▸ **AUFGABE A**
Schreiben Sie aus dem Text über Lieder zu Advent und Weihnacht den Abschnitt wortgetreu ab, der mit den Worten „Worte geraten leicht“ beginnt und mit „freuen uns daran.“ endet.
▸ **AUFGABE B**
Schreiben Sie den Text über Lieder zu Advent und Weihnacht im Anschluss an seinen letzten Satz weiter.

▸ **TEXTAUSZUG**
****************************************

Worte geraten leicht in Vergessenheit. Melodien bleiben in Erinnerung. Sie holen Worte nach Jahrzehnten noch zurück. Freuden in Kindheit und Jugend vergolden bald Vergangenes. Vieles lebt in uns weiter. Bilder und Träume tauchen wieder auf. Lieder zu Advent und Weihnacht beleben Altvertrautes. Wir freuen uns daran.

Wie sie entstanden, auch was sie uns zu sagen haben, das zu bedenken, weckt zu neuer Kraft. Was wir vielleicht nur ahnten oder schon vergaßen, wird uns erneut bewusst. Es geht nicht nur um Wissen und Geschichte. Lieder sagen etwas aus. Sie haben eine nicht nur zeitbedingte Botschaft. Sie zu verinnerlichen, öffnet neue Türen.

Selbst Lieder, die gering geachtet, man zur Volkskunst rechnet, überraschen oft, von wem sie zu uns kamen, was sie bezeugen und vermitteln: die Frohe Botschaft. Sie schenkte uns den Mut zum Wiederaufbau einst aus Trümmern. Sie bringt auch jetzt uns einen hoffnungsfrohen Ausblick. Christus verspricht uns: Ihr sollt leben.

****************************************

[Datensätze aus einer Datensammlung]
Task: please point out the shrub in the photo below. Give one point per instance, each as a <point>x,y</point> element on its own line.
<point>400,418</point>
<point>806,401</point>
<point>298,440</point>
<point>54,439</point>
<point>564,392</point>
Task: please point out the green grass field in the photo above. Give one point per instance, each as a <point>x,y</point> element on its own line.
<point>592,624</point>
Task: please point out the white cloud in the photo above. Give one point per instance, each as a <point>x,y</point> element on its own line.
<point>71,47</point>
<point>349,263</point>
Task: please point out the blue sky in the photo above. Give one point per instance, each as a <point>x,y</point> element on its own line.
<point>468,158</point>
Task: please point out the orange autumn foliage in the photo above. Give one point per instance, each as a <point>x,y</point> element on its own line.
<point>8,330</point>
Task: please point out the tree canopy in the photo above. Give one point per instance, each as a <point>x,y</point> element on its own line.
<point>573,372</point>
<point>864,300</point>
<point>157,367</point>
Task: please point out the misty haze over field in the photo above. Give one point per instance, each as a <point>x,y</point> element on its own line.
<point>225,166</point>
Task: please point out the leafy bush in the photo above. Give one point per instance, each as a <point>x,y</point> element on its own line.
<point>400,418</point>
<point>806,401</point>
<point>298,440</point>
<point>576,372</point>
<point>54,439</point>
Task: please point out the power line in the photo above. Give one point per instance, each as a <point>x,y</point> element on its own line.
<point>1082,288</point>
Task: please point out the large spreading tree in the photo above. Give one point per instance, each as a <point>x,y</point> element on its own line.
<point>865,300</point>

****************************************

▸ **LÖSUNG A**
Worte geraten leicht in Vergessenheit. Melodien bleiben in Erinnerung. Sie holen Worte nach Jahrzehnten noch zurück. Freuden in Kindheit und Jugend vergolden bald Vergangenes. Vieles lebt in uns weiter. Bilder und Träume tauchen wieder auf. Lieder zu Advent und Weihnacht beleben Altvertrautes. Wir freuen uns daran.

▸ **LÖSUNG B**
Pfarrer Friedrich Haarhaus

1.  ADVENTimage

Macht hoch die Tür, die Tor macht weit, es kommt der Herr der Herrlichkeit

1. Macht hoch die Tür, die Tor macht weit;
es kommt der Herr der Herrlichkeit,
ein König aller Königreich,
ein Heiland aller Welt zugleich,
der Heil und Leben mit sich bringt;
derhalben jauchzt, mit Freuden singt:
Gelobet sei mein Gott,
mein Schöpfer reich von Rat.

2. Er ist gerecht, ein Helfer wert;
Sanftmütigkeit ist sein Gefährt,
sein Königskron ist Heiligkeit,
sein Zepter ist Barmherzigkeit;
all unsre Not zum End er bringt,
derhalben jauchzt, mit Freuden singt:
Gelobet sei mein Gott,
mein Heiland, groß von Tat.

3. O wohl dem Land, o wohl der Stadt,
so diesen König bei sich hat.
Wohl allen Herzen insgemein,
da dieser König ziehet ein.
Er ist die rechte Freudensonn,
bringt mit sich lauter Freud und Wonn.
Gelobet sei mein Gott,
mein Tröster früh und spat.

4. Macht hoch die Tür, die Tor macht weit,
eu’r Herz zum Tempel zubereit’.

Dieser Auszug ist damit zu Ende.